__QUOTED PASSAGE__.
AI as Contact with our Collective Unconscious

AI is a technology rapidly diffusing through culture as a medium of experience.

Like all major shifts in our media environments in the past, this will introduce a new set of metaphors for talking about ourselves and our perceptions of reality.

This note briefly looks at (1) prior mediums and their metaphors for change, and (2) our current anxiety over “alien” and “other” as a striking similarity to the fifties when the zeitgeist of flying saucers materialized against the backdrop of atomic weapons and the Cold War.

History may not repeat itself, but it sure rhymes.

The Mechanical and Industrial Age: Extending Our Body

Marshall McLuhan’s aphorism that the “medium is the message” is as vital today in the age of AI as it was in the past.

It was McLuhan’s contention that every invention of humankind is an extension of a physical or mental faculty. Our tools, however, are not passive things. Their use doubles back and creates a social and psychological environment that alters our sensory balance and perceptions.

The first major extension of human capabilities occurred with the invention of tools and machines that augmented our physical strength, intelligence, and mobility. From the wheel to the steam engine, from the printing press to the telegraph, from the airplane to the rocket, we have created devices that have enabled us to travel faster, farther and higher than ever before. We have also been able to produce more goods and services, communicate more widely and efficiently, and explore more domains of nature and culture.

These extensions have had profound effects on our society and our environment. They facilitated trade, commerce, industry, urbanization, globalization and colonization. They also generated social conflicts, economic inequalities, environmental degradation and cultural homogenization.

The Electric Media Age: Extending Our Nervous System and Brain

The second major extension of human capabilities occurred with the invention of electric media technologies that augmented our sensory perception and cognitive processing. From the radio to the television, from the telephone to the internet, from the computer to the smartphone, we have created devices that have enabled us to transmit and receive information across time and space instantaneously. We have also been able to store, process, analyze and synthesize vast amounts of data, creating new forms of knowledge and intelligence.

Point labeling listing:
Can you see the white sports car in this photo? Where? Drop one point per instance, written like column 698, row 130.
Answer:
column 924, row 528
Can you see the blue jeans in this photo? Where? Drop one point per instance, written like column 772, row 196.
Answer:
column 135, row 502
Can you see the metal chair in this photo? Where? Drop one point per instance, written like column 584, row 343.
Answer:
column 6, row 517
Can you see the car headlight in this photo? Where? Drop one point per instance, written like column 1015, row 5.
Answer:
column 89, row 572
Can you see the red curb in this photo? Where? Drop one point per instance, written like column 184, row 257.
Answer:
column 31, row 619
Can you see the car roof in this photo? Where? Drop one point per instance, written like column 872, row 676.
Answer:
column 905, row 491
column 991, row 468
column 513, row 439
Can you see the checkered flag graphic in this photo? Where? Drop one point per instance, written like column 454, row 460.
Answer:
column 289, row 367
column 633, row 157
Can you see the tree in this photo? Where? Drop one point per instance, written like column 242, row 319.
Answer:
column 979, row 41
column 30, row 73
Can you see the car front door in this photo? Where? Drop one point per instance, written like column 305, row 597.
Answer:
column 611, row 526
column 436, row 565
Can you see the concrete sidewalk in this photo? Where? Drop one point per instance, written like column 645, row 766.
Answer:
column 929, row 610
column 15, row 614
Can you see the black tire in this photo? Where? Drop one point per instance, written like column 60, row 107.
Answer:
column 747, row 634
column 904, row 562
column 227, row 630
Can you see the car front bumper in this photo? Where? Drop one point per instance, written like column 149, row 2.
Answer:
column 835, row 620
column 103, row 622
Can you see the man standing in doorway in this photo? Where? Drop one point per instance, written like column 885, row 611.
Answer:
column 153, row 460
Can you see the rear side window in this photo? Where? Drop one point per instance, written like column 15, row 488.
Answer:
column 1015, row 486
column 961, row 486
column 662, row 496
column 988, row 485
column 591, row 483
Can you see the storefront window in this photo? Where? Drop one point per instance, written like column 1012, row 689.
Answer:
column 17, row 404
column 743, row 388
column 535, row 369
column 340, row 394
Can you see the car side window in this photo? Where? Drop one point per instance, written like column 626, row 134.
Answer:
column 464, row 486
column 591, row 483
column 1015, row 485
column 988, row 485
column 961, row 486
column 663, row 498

__STATED PROBLEM 1__. Translate this sentence from the note on AI into French: "Our tools, however, are not passive things."
__STATED PROBLEM 2__. From the note on AI, return the passage that begins at the words "History may not" and stops after "in the past.".
__STATED PROBLEM 3__. Turn the paragraph of the note on AI that opens "These extensions have had profound effects" into a short list that keeps its main facts.
The listing has no role in any of this work.

__WORKED ANSWER 1__. Nos outils, cependant, ne sont pas des choses passives.

__WORKED ANSWER 2__.
History may not repeat itself, but it sure rhymes.

The Mechanical and Industrial Age: Extending Our Body

Marshall McLuhan’s aphorism that the “medium is the message” is as vital today in the age of AI as it was in the past.

__WORKED ANSWER 3__.
- These extensions deeply affected society and the environment.
- They made possible trade, commerce, industry, urbanization, globalization and colonization.
- They also brought social conflicts, economic inequalities, environmental degradation and cultural homogenization.